(Stored records)
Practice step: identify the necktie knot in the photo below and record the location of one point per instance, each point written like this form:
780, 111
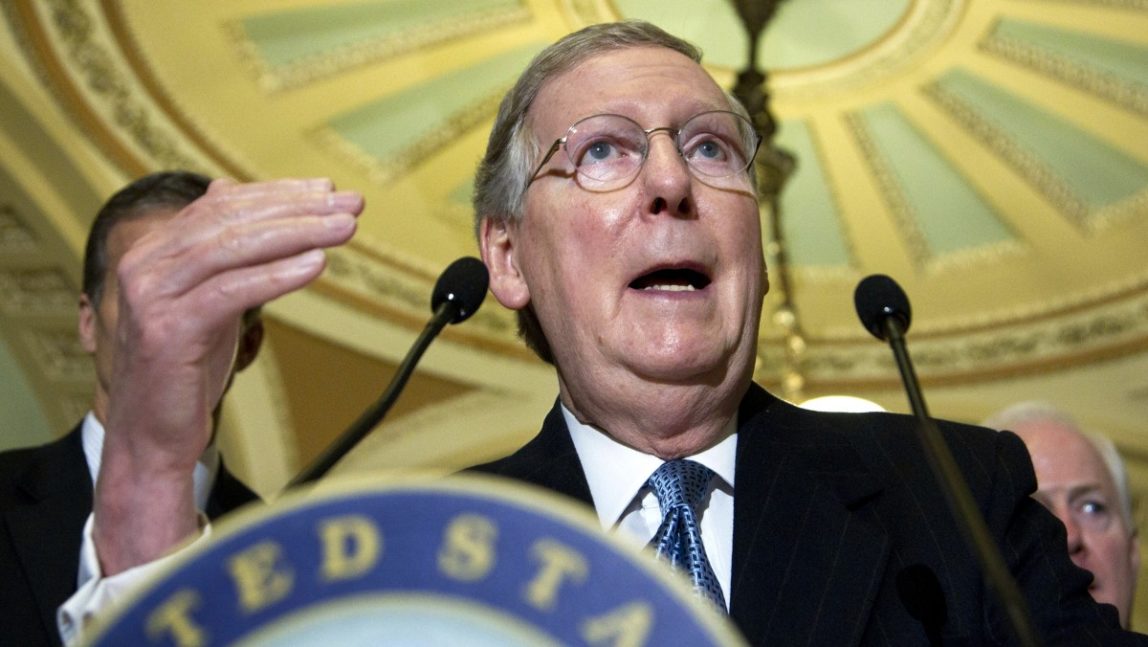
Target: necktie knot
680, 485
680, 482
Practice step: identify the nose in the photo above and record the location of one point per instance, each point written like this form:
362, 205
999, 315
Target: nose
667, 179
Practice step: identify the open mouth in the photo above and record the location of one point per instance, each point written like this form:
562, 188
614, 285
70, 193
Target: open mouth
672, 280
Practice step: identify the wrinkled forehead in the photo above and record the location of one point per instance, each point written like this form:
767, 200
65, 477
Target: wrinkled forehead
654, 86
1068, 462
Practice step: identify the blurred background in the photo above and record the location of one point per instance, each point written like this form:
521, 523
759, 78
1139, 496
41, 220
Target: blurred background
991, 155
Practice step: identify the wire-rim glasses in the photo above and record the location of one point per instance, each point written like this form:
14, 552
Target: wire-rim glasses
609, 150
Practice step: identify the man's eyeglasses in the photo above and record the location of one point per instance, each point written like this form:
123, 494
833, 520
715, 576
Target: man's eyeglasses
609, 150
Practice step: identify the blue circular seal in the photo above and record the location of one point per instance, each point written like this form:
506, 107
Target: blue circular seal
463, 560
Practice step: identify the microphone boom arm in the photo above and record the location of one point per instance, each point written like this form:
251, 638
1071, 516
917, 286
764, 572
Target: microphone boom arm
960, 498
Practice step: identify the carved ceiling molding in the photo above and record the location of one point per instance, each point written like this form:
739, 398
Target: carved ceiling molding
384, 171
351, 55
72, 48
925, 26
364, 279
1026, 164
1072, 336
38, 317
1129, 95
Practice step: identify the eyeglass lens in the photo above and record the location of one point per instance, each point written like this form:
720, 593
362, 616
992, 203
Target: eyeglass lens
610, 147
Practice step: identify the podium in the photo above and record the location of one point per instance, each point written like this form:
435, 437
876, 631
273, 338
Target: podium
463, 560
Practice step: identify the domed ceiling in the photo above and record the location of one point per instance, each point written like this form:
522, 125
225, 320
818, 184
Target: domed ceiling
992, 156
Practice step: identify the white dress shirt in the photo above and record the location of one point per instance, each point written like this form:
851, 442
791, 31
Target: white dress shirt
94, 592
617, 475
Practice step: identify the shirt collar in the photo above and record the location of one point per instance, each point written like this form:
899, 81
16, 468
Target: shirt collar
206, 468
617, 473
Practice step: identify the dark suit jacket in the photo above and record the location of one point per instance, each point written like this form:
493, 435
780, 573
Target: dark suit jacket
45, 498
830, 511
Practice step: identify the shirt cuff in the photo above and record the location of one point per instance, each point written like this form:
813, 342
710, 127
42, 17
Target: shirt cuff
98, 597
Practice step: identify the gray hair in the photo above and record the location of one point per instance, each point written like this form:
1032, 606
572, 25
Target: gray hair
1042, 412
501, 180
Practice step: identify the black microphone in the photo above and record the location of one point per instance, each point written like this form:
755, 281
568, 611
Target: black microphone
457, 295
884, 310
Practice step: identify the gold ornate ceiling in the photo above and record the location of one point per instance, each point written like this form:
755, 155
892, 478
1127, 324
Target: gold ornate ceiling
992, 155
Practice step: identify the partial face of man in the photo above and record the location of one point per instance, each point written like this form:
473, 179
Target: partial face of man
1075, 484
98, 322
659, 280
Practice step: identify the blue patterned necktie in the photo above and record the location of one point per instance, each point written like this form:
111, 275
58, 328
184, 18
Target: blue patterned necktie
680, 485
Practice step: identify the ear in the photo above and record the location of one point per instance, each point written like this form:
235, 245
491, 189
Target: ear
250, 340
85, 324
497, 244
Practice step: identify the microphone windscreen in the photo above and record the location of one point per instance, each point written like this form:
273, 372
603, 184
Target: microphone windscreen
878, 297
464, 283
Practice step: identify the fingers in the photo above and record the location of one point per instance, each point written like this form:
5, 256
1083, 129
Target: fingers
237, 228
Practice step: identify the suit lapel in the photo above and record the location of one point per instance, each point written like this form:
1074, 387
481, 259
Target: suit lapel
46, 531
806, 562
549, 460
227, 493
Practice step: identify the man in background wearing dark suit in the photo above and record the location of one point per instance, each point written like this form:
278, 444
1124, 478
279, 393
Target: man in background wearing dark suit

→ What is asked
Copy each line exactly, from the line containing "Practice step: identify the partial" down to the last line of the material, and no other lines.

→ Final answer
Practice step: identify the partial face of man in the photo above and record the location of one point per instance, each point written like this form:
473, 179
Target: partial face of man
1075, 484
98, 322
659, 280
Practice step: identify the blue patterned necktie in the photo above and record the location of one point per instance, each point written like this form:
111, 275
58, 328
184, 18
Target: blue patterned necktie
680, 485
Practice step: identify the ear in the photo above and record the location of one point per instance, each point written like this form:
235, 245
491, 189
Target: ear
250, 340
85, 324
497, 244
Practice step: identify the microphone windscreen in the photo above and record the location of one point per instance, each point written like this form:
273, 372
603, 184
Target: microphone windscreen
878, 297
464, 283
Practice step: identify the fingers in the photo above and record the location of one point per instance, each point written like this form:
5, 256
1083, 129
Target: fingers
237, 228
Practice step: identify the suit lapel in the photo above and record the location of one point per instance, each point written like this form:
1074, 387
481, 259
Target: suit lapel
46, 531
806, 562
549, 460
227, 493
Practice step: identify the man in background wearing dark suit in the photo above and record the location of one point per instance, each point written like this form:
278, 444
1124, 478
279, 393
Target: man in background wearing dark suit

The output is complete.